→ **DATA ENTRIES**:
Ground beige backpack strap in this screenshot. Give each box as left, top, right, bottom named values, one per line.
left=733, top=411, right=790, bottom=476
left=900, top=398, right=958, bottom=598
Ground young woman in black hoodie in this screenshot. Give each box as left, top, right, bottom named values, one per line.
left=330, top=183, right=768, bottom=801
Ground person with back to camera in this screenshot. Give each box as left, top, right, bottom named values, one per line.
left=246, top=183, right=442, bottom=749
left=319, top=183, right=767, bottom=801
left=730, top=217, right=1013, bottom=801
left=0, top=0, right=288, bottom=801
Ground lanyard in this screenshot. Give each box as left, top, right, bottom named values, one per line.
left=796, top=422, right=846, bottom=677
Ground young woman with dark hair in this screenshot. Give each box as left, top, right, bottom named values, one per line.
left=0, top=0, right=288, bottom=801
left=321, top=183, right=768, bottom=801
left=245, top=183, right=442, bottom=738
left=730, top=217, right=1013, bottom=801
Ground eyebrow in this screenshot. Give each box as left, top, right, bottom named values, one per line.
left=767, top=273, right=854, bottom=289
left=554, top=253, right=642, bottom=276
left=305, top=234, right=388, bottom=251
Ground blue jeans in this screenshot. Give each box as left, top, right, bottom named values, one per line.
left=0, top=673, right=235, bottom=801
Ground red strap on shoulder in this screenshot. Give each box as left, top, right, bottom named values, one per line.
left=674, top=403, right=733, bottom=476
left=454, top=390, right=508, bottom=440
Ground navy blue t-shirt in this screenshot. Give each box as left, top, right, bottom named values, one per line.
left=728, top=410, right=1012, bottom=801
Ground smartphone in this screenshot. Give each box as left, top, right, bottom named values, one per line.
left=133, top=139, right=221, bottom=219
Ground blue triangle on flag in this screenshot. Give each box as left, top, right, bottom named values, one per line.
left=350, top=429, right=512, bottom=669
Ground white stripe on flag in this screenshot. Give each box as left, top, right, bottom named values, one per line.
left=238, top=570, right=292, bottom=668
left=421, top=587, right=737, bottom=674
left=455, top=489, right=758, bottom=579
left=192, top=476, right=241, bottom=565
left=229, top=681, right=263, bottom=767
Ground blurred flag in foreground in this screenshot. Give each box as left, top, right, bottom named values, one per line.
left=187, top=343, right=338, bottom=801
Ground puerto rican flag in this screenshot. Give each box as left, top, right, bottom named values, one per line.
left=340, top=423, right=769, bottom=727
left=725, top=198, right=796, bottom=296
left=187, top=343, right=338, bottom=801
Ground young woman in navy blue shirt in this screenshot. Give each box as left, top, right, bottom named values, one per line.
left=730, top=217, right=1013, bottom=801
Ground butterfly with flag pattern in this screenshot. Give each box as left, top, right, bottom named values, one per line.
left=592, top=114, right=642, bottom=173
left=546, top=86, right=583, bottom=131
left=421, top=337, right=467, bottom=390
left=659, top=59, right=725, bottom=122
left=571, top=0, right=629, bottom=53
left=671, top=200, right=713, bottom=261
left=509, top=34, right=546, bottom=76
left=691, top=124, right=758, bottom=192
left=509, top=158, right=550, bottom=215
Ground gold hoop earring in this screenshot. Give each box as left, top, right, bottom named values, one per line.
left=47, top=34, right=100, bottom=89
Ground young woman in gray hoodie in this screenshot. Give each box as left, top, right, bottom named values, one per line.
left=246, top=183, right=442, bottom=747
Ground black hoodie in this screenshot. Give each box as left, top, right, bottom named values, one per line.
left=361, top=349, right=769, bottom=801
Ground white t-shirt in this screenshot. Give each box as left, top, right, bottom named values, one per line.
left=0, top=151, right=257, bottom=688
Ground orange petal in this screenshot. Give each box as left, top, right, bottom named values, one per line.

→ **TASK GOAL**: Transcribe the entries above line for line, beginning with the very first line and stopping after the line that contains "left=728, top=410, right=1012, bottom=801".

→ **ANSWER TO THIS EXERCISE**:
Ground beige backpack strap in this screenshot. Give each box as left, top, right, bottom named values, one per line.
left=733, top=411, right=790, bottom=476
left=900, top=398, right=958, bottom=598
Ground young woman in black hoodie in this screenshot. Give each box as left, top, right, bottom named values, one per line.
left=330, top=183, right=768, bottom=801
Ground person with back to camera in this screenshot. Give each box as left, top, right, bottom named values, one per line.
left=246, top=183, right=442, bottom=749
left=319, top=183, right=767, bottom=801
left=730, top=217, right=1013, bottom=801
left=0, top=0, right=288, bottom=801
Ground lanyard in this screenshot. Give each box as left, top, right, bottom named values, one per line.
left=796, top=422, right=846, bottom=677
Ground young woman with dark hair in this screenshot. Give each box as left, top, right, bottom named values, one per line.
left=0, top=0, right=288, bottom=801
left=321, top=183, right=768, bottom=801
left=245, top=183, right=442, bottom=738
left=730, top=217, right=1013, bottom=801
Ground eyebrow in this screenshot. Give each box as left, top, right, bottom named values, one per line.
left=767, top=273, right=854, bottom=289
left=554, top=253, right=642, bottom=276
left=305, top=234, right=388, bottom=251
Ground blue jeans in this screenshot. Give each box as left, top, right, bottom named values, one per line.
left=0, top=673, right=235, bottom=801
Ground red strap on shoulder in this screenshot. Give each box as left, top, right, bottom named values, one per line.
left=674, top=403, right=733, bottom=476
left=454, top=390, right=508, bottom=440
Ground navy blue t-shirt in this screenshot. Give each box as left, top, right, bottom named values, one per line.
left=728, top=410, right=1012, bottom=801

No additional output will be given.